## To do
Among the records below, find each line bearing the word "post" and copy it.

## Material supplied

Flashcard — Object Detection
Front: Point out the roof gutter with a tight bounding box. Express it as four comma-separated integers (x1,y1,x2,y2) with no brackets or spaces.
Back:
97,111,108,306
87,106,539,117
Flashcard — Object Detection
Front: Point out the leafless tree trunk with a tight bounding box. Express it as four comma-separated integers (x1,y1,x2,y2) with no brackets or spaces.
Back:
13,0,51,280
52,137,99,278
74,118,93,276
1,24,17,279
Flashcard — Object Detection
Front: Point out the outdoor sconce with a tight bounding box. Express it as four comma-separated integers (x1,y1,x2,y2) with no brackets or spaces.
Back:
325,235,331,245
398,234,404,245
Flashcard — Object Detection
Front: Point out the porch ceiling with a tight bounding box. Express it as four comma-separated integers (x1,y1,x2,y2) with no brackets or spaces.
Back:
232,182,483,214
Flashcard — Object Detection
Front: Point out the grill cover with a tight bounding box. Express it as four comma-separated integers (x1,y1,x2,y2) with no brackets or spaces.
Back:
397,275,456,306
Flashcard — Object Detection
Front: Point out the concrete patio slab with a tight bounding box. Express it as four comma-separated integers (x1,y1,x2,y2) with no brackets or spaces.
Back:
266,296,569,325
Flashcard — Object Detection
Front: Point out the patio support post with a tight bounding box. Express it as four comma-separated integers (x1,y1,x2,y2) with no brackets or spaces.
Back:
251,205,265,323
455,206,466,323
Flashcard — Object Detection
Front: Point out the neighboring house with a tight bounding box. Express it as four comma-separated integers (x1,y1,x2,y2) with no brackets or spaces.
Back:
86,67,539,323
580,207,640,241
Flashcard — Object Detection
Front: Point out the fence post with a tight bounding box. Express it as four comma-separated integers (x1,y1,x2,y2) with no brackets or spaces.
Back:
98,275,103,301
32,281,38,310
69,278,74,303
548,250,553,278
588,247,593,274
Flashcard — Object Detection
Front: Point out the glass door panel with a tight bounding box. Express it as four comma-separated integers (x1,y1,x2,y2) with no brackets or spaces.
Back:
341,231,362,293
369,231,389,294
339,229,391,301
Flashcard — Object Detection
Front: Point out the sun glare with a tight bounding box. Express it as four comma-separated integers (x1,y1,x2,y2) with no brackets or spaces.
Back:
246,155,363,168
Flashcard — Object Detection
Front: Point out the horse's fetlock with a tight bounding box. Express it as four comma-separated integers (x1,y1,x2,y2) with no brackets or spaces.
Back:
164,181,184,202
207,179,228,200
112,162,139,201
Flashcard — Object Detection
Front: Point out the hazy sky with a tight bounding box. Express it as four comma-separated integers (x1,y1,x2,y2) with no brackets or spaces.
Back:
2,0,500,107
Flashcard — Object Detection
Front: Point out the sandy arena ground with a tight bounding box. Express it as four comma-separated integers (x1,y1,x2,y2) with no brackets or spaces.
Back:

## Written solution
Front: Point out the patio support post with a tight bounding box. Express it as four comma-separated integers (x1,y1,x2,y2) with no brackets or spaces.
Front: Point out the fence post with a tight bounding box. Express it as four comma-separated integers (x1,y1,x2,y2) with no brackets or spaces.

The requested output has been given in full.